Short task:
Please answer these questions about the altivec.c source file:
(a) Which two copyright holders are listed for 1996?
(b) What revision number appears in the $NetBSD tag?
(c) What acknowledgement must advertising materials display?

Quoted passage:
::::::::::

NetBSD-5.0.2/sys/arch/powerpc/oea/altivec.c

Compare this file to the similar file:
Show the results in this format:

/*	$NetBSD: altivec.c,v 1.14 2008/04/08 02:33:03 garbled Exp $	*/

/*
 * Copyright (C) 1996 Wolfgang Solfrank.
 * Copyright (C) 1996 TooLs GmbH.
 * All rights reserved.
 *
 * Redistribution and use in source and binary forms, with or without
 * modification, are permitted provided that the following conditions
 * are met:
 * 1. Redistributions of source code must retain the above copyright
 *    notice, this list of conditions and the following disclaimer.
 * 2. Redistributions in binary form must reproduce the above copyright
 *    notice, this list of conditions and the following disclaimer in the
 *    documentation and/or other materials provided with the distribution.
 * 3. All advertising materials mentioning features or use of this software
 *    must display the following acknowledgement:
 *	This product includes software developed by TooLs GmbH.
 * 4. The name of TooLs GmbH may not be used to endorse or promote products
 *    derived from this software without specific prior written permission.
 *
 * THIS SOFTWARE IS PROVIDED BY TOOLS GMBH ``AS IS'' AND ANY EXPRESS OR
 * IMPLIED WARRANTIES, INCLUDING, BUT NOT LIMITED TO, THE IMPLIED WARRANTIES
 * OF MERCHANTABILITY AND FITNESS FOR A PARTICULAR PURPOSE ARE DISCLAIMED.
 * IN NO EVENT SHALL TOOLS GMBH BE LIABLE FOR ANY DIRECT, INDIRECT, INCIDENTAL,
 * SPECIAL, EXEMPLARY, OR CONSEQUENTIAL DAMAGES (INCLUDING, BUT NOT LIMITED TO,
 * PROCUREMENT OF SUBSTITUTE GOODS OR SERVICES; LOSS OF USE, DATA, OR PROFITS;
 * OR BUSINESS INTERRUPTION) HOWEVER CAUSED AND ON ANY THEORY OF LIABILITY,
 * WHETHER IN CONTRACT, STRICT LIABILITY, OR TORT (INCLUDING NEGLIGENCE OR
 * OTHERWISE) ARISING IN ANY WAY OUT OF THE USE OF THIS SOFTWARE, EVEN IF
 * ADVISED OF THE POSSIBILITY OF SUCH DAMAGE.
 */

#include <sys/cdefs.h>
__KERNEL_RCSID(0, "$NetBSD: altivec.c,v 1.14 2008/04/08 02:33:03 garbled Exp $");

#include "opt_multiprocessor.h"

::::::::::

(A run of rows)
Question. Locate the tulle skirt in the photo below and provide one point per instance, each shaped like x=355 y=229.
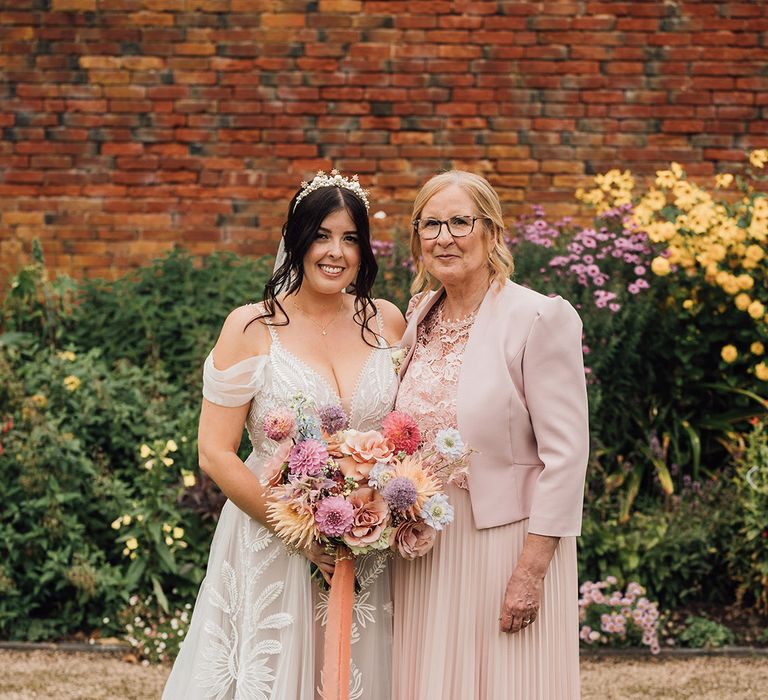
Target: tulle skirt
x=447 y=642
x=257 y=628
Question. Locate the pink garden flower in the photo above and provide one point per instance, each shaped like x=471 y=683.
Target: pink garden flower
x=334 y=516
x=308 y=457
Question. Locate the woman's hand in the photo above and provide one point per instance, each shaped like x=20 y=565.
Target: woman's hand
x=325 y=562
x=522 y=600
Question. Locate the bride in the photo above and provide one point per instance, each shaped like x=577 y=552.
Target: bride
x=257 y=627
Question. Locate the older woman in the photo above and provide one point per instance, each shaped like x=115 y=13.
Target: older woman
x=491 y=611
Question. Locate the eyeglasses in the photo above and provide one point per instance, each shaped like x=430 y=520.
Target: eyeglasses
x=458 y=226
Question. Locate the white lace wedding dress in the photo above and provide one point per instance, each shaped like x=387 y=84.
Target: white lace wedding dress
x=257 y=627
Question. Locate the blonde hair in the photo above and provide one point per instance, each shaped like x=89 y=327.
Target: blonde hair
x=500 y=261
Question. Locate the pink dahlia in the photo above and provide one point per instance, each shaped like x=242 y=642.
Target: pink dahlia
x=279 y=424
x=334 y=516
x=308 y=457
x=402 y=431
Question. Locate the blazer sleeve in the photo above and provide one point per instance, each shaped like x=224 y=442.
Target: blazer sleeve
x=556 y=396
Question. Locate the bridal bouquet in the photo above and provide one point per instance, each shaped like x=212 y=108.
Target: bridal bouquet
x=353 y=490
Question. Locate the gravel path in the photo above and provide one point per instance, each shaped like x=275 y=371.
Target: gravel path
x=66 y=676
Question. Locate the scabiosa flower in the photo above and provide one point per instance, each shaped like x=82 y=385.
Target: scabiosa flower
x=308 y=457
x=449 y=443
x=400 y=493
x=437 y=512
x=380 y=475
x=279 y=424
x=332 y=418
x=402 y=431
x=334 y=516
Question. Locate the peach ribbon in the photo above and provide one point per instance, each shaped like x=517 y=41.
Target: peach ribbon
x=338 y=629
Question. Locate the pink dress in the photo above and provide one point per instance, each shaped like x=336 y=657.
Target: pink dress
x=447 y=642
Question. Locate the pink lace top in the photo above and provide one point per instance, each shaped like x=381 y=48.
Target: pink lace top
x=428 y=389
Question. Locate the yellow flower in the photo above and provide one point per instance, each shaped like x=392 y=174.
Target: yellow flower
x=723 y=180
x=758 y=158
x=745 y=281
x=660 y=266
x=729 y=353
x=742 y=301
x=71 y=382
x=756 y=309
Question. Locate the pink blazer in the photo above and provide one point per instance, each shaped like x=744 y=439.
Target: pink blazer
x=522 y=405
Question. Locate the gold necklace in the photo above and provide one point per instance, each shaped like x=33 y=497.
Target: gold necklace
x=323 y=328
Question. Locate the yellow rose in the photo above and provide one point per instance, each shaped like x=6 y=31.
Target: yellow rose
x=742 y=301
x=729 y=353
x=660 y=266
x=756 y=309
x=71 y=382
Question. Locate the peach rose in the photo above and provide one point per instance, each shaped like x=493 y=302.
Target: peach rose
x=412 y=539
x=272 y=471
x=371 y=517
x=365 y=449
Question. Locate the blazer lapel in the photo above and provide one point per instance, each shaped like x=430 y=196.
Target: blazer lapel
x=409 y=337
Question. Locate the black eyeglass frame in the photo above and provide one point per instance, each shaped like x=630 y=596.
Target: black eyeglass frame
x=416 y=222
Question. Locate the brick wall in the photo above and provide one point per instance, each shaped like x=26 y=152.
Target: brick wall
x=131 y=125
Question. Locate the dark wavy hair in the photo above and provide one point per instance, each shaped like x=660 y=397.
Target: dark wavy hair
x=299 y=231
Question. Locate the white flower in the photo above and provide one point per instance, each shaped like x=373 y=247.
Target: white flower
x=449 y=443
x=437 y=512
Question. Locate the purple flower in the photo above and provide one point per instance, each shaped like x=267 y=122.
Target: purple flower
x=308 y=457
x=334 y=516
x=332 y=418
x=400 y=493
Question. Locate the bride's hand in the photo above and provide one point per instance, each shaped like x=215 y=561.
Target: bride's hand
x=321 y=559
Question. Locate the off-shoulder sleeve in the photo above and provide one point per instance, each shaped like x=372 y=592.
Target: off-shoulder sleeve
x=236 y=385
x=556 y=395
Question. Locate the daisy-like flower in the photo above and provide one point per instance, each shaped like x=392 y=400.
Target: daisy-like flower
x=308 y=457
x=332 y=418
x=437 y=512
x=400 y=493
x=334 y=516
x=449 y=443
x=380 y=475
x=402 y=431
x=279 y=424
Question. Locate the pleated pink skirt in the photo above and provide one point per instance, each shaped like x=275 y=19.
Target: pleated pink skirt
x=447 y=643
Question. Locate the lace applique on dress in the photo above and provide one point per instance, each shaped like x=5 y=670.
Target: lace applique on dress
x=428 y=389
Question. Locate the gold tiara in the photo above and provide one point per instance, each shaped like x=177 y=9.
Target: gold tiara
x=335 y=179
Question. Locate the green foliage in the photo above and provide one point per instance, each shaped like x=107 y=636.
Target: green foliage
x=701 y=633
x=748 y=556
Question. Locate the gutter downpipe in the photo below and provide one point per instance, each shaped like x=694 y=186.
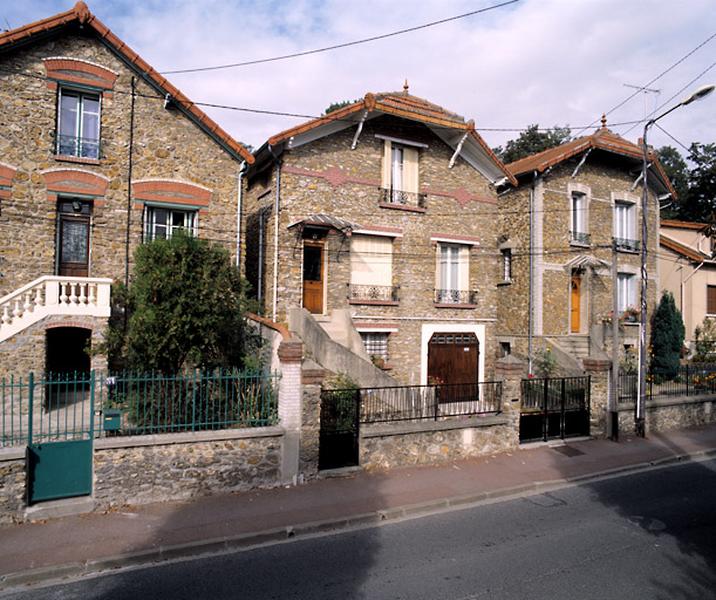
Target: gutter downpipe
x=276 y=206
x=239 y=200
x=530 y=311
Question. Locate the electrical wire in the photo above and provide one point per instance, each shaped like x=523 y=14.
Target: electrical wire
x=342 y=45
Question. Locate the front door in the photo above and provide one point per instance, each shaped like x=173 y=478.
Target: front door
x=313 y=277
x=575 y=300
x=73 y=238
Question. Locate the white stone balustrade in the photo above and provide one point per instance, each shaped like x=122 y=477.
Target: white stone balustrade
x=53 y=295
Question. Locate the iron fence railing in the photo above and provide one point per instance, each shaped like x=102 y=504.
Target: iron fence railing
x=626 y=244
x=373 y=293
x=70 y=145
x=455 y=296
x=402 y=198
x=64 y=406
x=420 y=402
x=686 y=380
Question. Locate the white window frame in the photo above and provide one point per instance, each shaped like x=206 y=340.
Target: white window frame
x=376 y=343
x=191 y=221
x=626 y=291
x=78 y=127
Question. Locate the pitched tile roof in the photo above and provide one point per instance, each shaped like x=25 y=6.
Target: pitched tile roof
x=399 y=104
x=602 y=139
x=682 y=249
x=80 y=14
x=674 y=223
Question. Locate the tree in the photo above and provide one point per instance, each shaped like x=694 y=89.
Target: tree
x=334 y=106
x=678 y=172
x=667 y=337
x=184 y=309
x=700 y=201
x=531 y=141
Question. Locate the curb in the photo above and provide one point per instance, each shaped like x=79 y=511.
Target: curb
x=53 y=574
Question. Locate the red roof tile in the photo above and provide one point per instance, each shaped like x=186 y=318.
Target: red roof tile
x=81 y=14
x=399 y=104
x=602 y=139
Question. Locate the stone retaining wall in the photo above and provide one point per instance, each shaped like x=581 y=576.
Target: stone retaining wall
x=385 y=446
x=12 y=485
x=671 y=413
x=144 y=469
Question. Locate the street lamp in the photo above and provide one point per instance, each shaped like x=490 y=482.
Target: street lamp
x=639 y=422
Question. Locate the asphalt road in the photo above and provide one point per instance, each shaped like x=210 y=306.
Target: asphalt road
x=650 y=535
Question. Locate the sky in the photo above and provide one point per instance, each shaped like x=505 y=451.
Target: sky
x=551 y=62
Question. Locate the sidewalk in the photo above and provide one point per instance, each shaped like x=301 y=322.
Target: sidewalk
x=75 y=545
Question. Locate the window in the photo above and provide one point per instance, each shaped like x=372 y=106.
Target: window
x=578 y=225
x=372 y=268
x=506 y=264
x=78 y=124
x=376 y=344
x=711 y=299
x=161 y=223
x=624 y=226
x=453 y=274
x=626 y=291
x=400 y=182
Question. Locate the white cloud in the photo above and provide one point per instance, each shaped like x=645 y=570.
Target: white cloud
x=538 y=61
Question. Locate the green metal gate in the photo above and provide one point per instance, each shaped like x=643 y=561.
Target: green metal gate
x=61 y=427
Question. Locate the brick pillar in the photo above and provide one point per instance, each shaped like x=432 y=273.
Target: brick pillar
x=599 y=371
x=290 y=355
x=510 y=370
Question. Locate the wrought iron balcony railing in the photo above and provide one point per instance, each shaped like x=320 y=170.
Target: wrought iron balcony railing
x=455 y=296
x=579 y=237
x=70 y=145
x=401 y=198
x=373 y=293
x=627 y=244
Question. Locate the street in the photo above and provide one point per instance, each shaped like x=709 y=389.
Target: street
x=648 y=535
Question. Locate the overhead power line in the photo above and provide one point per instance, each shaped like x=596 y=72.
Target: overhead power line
x=344 y=44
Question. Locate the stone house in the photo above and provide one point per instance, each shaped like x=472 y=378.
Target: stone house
x=378 y=220
x=98 y=153
x=687 y=269
x=573 y=220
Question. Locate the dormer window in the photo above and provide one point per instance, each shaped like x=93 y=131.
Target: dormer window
x=78 y=123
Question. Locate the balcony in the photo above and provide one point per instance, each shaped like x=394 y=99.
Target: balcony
x=455 y=298
x=390 y=198
x=70 y=145
x=626 y=245
x=53 y=295
x=579 y=238
x=373 y=294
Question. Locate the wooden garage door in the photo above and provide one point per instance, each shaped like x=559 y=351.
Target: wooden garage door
x=453 y=358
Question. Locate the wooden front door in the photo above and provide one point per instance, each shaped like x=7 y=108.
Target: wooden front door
x=73 y=239
x=453 y=358
x=575 y=301
x=313 y=277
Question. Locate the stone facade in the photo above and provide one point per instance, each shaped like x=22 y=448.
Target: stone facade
x=175 y=164
x=672 y=413
x=12 y=486
x=139 y=470
x=603 y=180
x=327 y=176
x=399 y=445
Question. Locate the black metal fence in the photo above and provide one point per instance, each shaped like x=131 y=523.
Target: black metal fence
x=420 y=402
x=686 y=380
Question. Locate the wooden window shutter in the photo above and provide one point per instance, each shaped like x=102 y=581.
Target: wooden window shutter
x=711 y=299
x=410 y=170
x=387 y=158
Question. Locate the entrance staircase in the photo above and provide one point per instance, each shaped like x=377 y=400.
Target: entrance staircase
x=53 y=295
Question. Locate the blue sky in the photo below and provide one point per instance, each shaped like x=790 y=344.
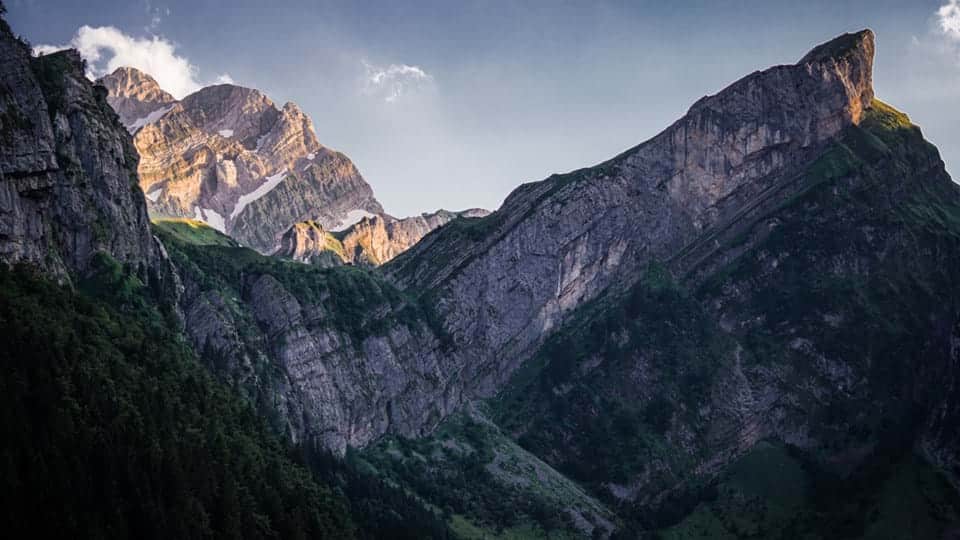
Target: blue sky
x=453 y=104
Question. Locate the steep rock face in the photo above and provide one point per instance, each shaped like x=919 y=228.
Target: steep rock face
x=483 y=293
x=68 y=186
x=228 y=156
x=134 y=95
x=307 y=242
x=372 y=241
x=378 y=239
x=821 y=319
x=507 y=280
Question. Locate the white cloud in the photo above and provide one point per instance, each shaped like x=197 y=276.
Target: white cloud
x=106 y=48
x=948 y=19
x=393 y=81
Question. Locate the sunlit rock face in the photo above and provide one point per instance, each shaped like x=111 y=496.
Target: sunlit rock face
x=68 y=186
x=496 y=287
x=229 y=156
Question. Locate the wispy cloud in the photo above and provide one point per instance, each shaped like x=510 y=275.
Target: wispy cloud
x=156 y=15
x=948 y=19
x=107 y=48
x=392 y=82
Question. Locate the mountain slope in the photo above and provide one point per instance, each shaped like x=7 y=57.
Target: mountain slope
x=110 y=427
x=228 y=156
x=373 y=240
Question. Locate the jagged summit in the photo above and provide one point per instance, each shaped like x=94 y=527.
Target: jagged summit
x=861 y=45
x=134 y=95
x=228 y=155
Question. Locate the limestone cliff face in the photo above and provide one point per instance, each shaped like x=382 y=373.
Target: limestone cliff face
x=371 y=241
x=229 y=156
x=134 y=95
x=68 y=185
x=489 y=290
x=508 y=280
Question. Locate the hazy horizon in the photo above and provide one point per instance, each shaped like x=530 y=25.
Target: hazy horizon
x=453 y=106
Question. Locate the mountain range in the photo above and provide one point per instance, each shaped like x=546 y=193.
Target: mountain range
x=744 y=327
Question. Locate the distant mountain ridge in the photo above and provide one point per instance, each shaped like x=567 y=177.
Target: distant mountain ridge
x=374 y=240
x=227 y=155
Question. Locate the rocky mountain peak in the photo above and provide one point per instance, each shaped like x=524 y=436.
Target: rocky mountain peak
x=849 y=58
x=134 y=95
x=229 y=156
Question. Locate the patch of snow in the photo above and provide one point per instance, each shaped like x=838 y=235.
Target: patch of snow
x=260 y=141
x=148 y=119
x=353 y=216
x=272 y=182
x=215 y=220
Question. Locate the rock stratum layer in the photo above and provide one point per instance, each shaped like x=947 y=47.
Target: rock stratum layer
x=230 y=157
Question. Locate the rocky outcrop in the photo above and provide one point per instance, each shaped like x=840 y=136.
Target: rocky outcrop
x=507 y=280
x=136 y=97
x=489 y=290
x=68 y=185
x=371 y=241
x=229 y=156
x=308 y=242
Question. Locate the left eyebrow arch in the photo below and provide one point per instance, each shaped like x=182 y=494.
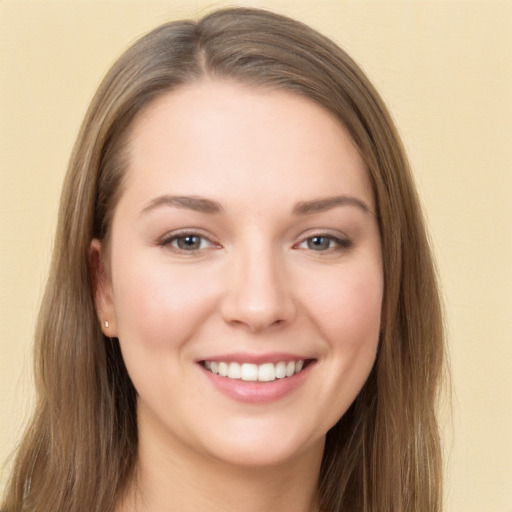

::::::::::

Written reply:
(a) Wolfgang Solfrank and TooLs GmbH
(b) 1.14
(c) "This product includes software developed by TooLs GmbH."